What needs to be done - Return the complete listing that follows, with each line reproduced exactly.
** Start Information supplied **
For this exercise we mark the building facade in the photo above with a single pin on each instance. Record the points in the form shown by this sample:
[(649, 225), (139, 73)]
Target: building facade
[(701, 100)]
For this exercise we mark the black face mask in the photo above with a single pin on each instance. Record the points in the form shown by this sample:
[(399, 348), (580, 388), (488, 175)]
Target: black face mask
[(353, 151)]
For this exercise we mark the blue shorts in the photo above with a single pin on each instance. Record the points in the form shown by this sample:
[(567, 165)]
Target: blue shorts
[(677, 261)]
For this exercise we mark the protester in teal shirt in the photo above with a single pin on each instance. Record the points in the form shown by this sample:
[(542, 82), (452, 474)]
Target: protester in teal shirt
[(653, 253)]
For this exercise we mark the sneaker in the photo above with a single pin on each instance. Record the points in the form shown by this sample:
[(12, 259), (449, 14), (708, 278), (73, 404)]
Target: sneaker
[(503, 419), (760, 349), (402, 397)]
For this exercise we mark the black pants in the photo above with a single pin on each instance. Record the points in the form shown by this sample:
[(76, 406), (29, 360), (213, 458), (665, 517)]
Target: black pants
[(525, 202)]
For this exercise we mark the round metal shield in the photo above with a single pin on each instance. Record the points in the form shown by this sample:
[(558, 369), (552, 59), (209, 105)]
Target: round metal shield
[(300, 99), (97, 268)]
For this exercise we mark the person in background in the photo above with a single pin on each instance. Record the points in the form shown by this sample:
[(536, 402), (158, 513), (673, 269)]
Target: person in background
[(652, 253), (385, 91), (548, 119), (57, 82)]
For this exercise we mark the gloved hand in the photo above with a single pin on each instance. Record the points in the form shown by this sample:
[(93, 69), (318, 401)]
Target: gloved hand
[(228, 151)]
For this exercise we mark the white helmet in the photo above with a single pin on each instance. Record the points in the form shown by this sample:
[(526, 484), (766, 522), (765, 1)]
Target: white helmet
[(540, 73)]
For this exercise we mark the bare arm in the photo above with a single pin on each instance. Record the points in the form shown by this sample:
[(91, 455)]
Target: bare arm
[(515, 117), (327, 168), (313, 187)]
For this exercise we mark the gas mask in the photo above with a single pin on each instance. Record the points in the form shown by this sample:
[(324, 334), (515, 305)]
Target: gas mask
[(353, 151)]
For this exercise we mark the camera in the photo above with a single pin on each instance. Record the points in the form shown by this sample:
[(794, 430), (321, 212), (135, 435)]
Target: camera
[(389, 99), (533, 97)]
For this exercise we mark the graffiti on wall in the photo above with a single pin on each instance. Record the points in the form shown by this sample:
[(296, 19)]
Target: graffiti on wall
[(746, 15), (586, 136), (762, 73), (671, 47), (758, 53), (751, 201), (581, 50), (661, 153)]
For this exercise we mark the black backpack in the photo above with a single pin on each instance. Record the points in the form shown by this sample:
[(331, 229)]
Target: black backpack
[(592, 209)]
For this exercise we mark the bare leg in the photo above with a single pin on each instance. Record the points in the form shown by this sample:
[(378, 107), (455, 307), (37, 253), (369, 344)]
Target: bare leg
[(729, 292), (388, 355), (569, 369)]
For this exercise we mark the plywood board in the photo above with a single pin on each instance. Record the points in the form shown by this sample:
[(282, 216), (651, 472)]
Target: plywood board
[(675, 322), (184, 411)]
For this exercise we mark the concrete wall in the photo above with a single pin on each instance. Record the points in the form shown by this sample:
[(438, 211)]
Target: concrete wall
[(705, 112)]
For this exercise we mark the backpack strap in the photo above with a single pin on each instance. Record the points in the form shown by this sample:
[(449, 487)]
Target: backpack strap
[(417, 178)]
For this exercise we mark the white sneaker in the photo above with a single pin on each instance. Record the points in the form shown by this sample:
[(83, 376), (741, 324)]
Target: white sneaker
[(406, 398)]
** End Information supplied **
Expected output -
For this exercise we mark the building facade in the photo above with a single pin on each instance. Record the points in the form shown by this sample:
[(649, 225), (139, 73)]
Target: building facade
[(701, 100)]
For this exercise we mark the black face mask in the photo above with a single pin on each instance. Record the points in the form shown by this sample:
[(399, 348), (580, 388), (488, 175)]
Target: black face mask
[(353, 151)]
For this exercise we mark the blue shorts in the photo above with a single pin on each instance. Record the points in the form shown by this sample:
[(567, 165)]
Target: blue shorts
[(677, 261)]
For this exercise we mark the protester in teal shirt in the photo above with a single pin on each instance. Record the points in the form shown by this sample:
[(542, 82), (452, 474)]
Target: protester in teal shirt
[(653, 253)]
For this exercise we mark the sneaker in the photo above with a single pin on each instance. Record the points in the form shown by this sample:
[(12, 259), (449, 14), (708, 278), (73, 404)]
Target: sneaker
[(503, 419), (760, 349), (402, 397)]
For this exercise we mark the black pants in the photo above with a single pin on each instance. Record the points in the form shown by this sample:
[(76, 406), (29, 360), (213, 458), (665, 517)]
Target: black pants
[(525, 202)]
For this exercise we mark the round metal shield in the photo above with a single pin on each instance. Record the points in the form shown by this sample:
[(558, 369), (552, 59), (209, 105)]
Target: round metal shield
[(300, 99), (97, 268)]
For this exercise we mark the person in background in the photo above with a single pin on each instance. Record the points in the form shown by this sample:
[(536, 402), (158, 513), (673, 269)]
Target: person in background
[(652, 253), (385, 91), (548, 119), (57, 82)]
For this exercise we mark the gloved hand in the photo above with a single pin on each instance. Record the points in the form shown by this sample:
[(93, 69), (318, 401)]
Target: gloved hand
[(228, 151)]
For this exercise we mark the white helmet in the photo above with a single pin on each instance. Record the points in the form shown by this sample:
[(526, 484), (766, 522), (765, 1)]
Target: white helmet
[(540, 73)]
For this exercise we mark the bare arm in the photo above with a single pin on each instance. Record the points in the form shown by this sample:
[(91, 455)]
Target: bare arm
[(515, 117), (327, 168), (313, 187)]
For this exercise we mark the gas mask in the photo above with a single pin on each instance. Record the points in the form shown by this sample:
[(324, 334), (515, 305)]
Target: gas mask
[(353, 151)]
For this exercise we mark the camera in the photo above with a single pin on each instance. Record the points in the form shown by this sample:
[(794, 430), (321, 212), (135, 435)]
Target: camera
[(389, 99), (533, 97)]
For this exercise we mark the graffiti on wall in the photo above with a single pin on each instance. Record the points in the form shown by this sample:
[(296, 19)]
Target: graffiti on wall
[(746, 15), (586, 136), (762, 73), (671, 47), (758, 53), (751, 201), (581, 50), (661, 153)]
For this exercise we mark the black backpack in the photo above with a single pin on each instance. Record the points in the form shown by this sample:
[(331, 229)]
Target: black backpack
[(592, 209)]
For this exercise we mark the bare leg in the photo above with a single pin on each instance. Record the points in the form shown by this sample:
[(378, 107), (455, 307), (37, 253), (369, 344)]
Target: bare leg
[(729, 292), (388, 355), (569, 369)]
For this exercise we mark the plywood board in the photo above with a single pin on each instance. Record the points in the form shown by this sample:
[(282, 216), (651, 472)]
Target: plywood board
[(675, 322), (184, 411)]
For this exercise we mark the concrete wall in the photo above with a single pin on each instance. Record the points in the form shown by this sample:
[(438, 211)]
Target: concrete wall
[(705, 112)]
For this exercise we mark the backpack strap in the photo above with a single pin on each instance. Record the points in the form shown by this sample:
[(449, 487)]
Target: backpack strap
[(417, 178)]
For this exercise we mark the white sneaker in the photo above with a single pin on each instance. Record the points in the form shown by this sample:
[(83, 376), (741, 324)]
Target: white sneaker
[(406, 398)]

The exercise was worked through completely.